Last week, I analysed the Conservative Party of Canada platform. This week, I am doing the New Democratic Party’s platform, which is available in its entirety here.
I find this manifesto disappointing because apparently the only thing New Democrats care about is making higher education cheaper. Not better. Not more adapted to helping Canadian business compete or Canadian society to become smarter. Just cheap, cheaper, cheapest!
In fairness, that’s at least partly because this manifesto is peculiarly written, in the sense that in some (but not all) policy areas it eschews promises of any sort. So for instance, after some carping about some (entirely fictitious) cuts to health care by Stephen Harper and Justin Trudeau, it is notable that the NDP platform does not promise any substantive changes in health care transfers; instead, there is a lot of talk about “working with the provinces” (a phrase that appears a staggering 21 times) on wait times, access to primary care, access to palliative care, ending private long-term care…you get the idea. The point is to outline future priorities without making any actual commitments.
This is kind of wild because “restoring transfers” (usually to some pre-1995 standard) used to be the central part of pretty much every NDP platform. I am not sure if this is in fact a subtle admission that transfers have in fact – contra the mantra about cuts – been restored and then some, but whatever the reason, the NDP make no commitments to increase transfers, be they for health, social services, or for post-secondary education. That doesn’t mean transfers won’t increase – there is a built-in escalator that one imagines the NDP would be unlikely to modify downwards – but simply that transfers are no longer a preferred policy instrument. This is arguably a convergence with the Liberals.

_The data_
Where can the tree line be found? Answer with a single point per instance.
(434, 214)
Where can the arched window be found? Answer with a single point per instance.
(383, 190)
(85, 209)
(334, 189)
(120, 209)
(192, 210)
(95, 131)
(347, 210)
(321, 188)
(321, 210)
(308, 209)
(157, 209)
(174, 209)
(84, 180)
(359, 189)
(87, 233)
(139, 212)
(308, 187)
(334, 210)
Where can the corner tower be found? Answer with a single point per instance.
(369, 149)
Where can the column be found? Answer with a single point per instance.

---

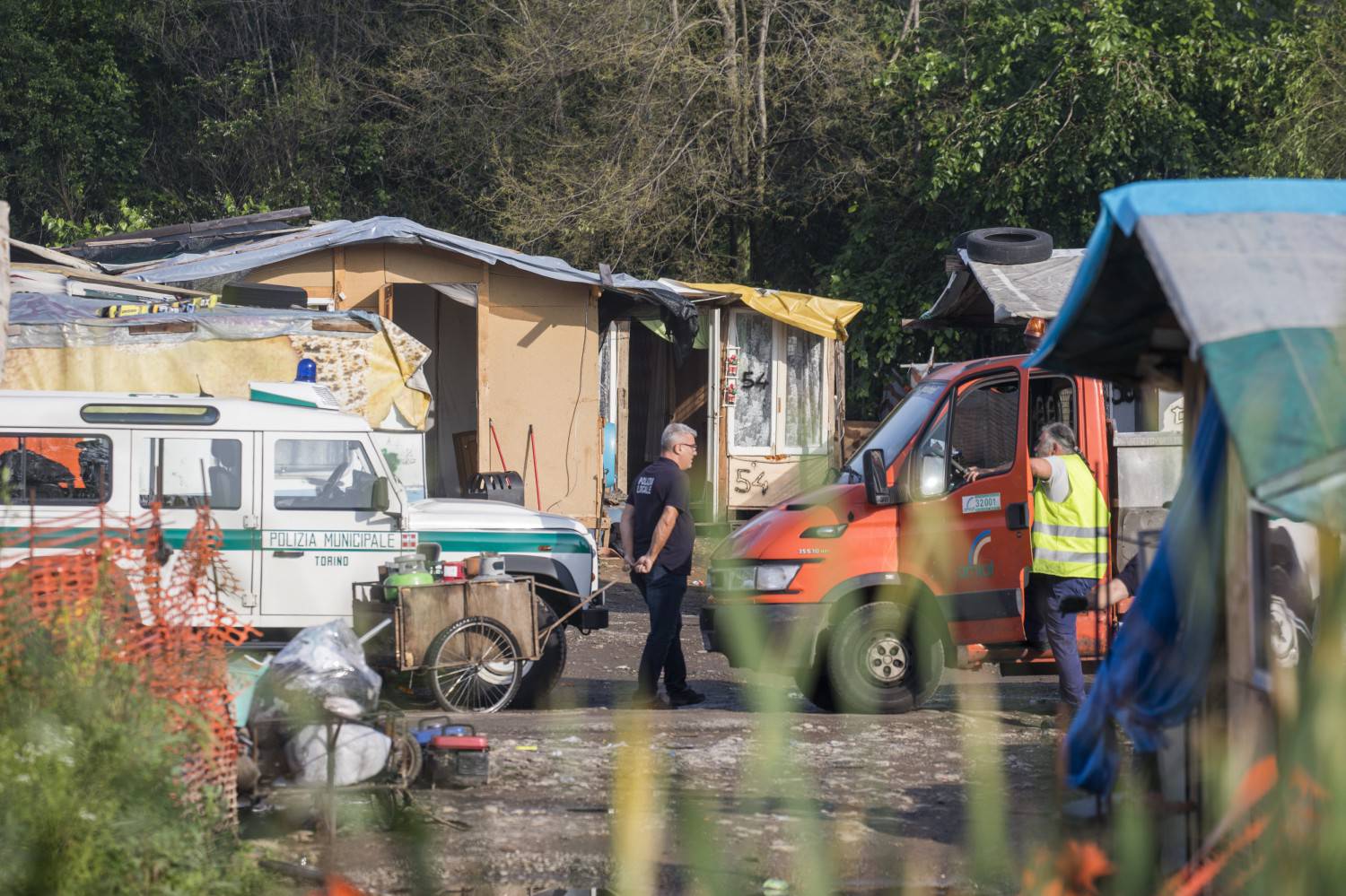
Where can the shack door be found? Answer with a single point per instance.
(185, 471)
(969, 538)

_What to work on_
A: Answer these questions about the post on the NDP platform:
(i) Which party's platform did the author analyze the week before?
(ii) How many times does the phrase "working with the provinces" appear in the NDP platform?
(iii) Which party does the author say the NDP's approach to transfers arguably converges with?
B: Write out the part of the post on the NDP platform that starts at "I find this" and ends at "cheap, cheaper, cheapest!".
Work only from the post on the NDP platform, not from the records.

_Activity answers_
A:
(i) The Conservative Party of Canada
(ii) 21 times
(iii) The Liberals

B:
I find this manifesto disappointing because apparently the only thing New Democrats care about is making higher education cheaper. Not better. Not more adapted to helping Canadian business compete or Canadian society to become smarter. Just cheap, cheaper, cheapest!